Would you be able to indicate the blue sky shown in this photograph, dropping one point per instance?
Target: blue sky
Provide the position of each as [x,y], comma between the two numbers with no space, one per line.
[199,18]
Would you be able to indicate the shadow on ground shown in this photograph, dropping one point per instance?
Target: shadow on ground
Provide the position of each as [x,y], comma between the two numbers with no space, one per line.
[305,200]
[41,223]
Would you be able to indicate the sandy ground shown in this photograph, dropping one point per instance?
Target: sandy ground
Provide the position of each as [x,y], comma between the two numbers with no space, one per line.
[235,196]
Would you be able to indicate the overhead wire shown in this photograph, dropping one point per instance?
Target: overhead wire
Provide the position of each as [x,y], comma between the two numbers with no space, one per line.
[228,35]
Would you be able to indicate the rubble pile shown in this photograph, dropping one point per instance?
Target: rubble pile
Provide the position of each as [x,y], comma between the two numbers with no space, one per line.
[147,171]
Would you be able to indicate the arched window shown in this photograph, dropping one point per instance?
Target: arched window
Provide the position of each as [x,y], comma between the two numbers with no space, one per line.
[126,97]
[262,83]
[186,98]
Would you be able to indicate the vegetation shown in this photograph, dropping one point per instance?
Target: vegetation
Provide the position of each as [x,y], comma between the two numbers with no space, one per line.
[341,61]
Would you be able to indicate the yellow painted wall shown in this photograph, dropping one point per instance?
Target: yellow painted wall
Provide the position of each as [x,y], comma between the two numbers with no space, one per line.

◆ **GOAL**: Rewrite all of the records above with "dropping" swapped for "placing" wherever it occurs, keeping every other word the same.

◆ **TASK OUTPUT**:
Would you be able to indicate the blue sky shown in this photograph, placing one point per instance?
Target: blue sky
Provide the position of each as [x,y], comma between the two numbers with no space, one per line.
[199,18]
Would you be able to indicate the shadow on ground shown in this photograph, placing one point per instance?
Target: shadow on ground
Provide the position of each as [x,y], comma between the two numbers with no space, one per line.
[305,200]
[41,223]
Would you be able to indicate the sandy ground shown in this photograph, placing one point per instance?
Target: sandy ground
Provide the position of each as [x,y], comma between the two numbers with no space, one per line.
[235,196]
Would you be able to indicate the overhead wire shown in this photograph, placing one point per instance?
Target: overhead wire
Provide the position of each as [x,y], comma between the two numbers with no space, one per line.
[228,35]
Would you be able to indicate the rubble pile shown in this photograph, placing one point per instance?
Target: rubble pile
Provide the position of each as [x,y], comma between the two numbers with no space, one per line.
[147,171]
Would you be able to indicate the arched window shown in this photograph, placing one point per instance?
Target: arched window
Provide the position of each as [x,y], comma between the two numbers with no space, one per line.
[126,97]
[262,83]
[186,98]
Would you be able to indicate the vegetation shown in this photograph, placing one point per instance?
Target: vegetation
Provide the position of each as [x,y], comma between the two numbers with no space, one per line.
[341,61]
Would you be able to indicate the yellow painted wall shown in this photograph, placing one point per instance?
Target: yellow painted wall
Provide the position of each as [x,y], comma between the two numbers with no space, one per line.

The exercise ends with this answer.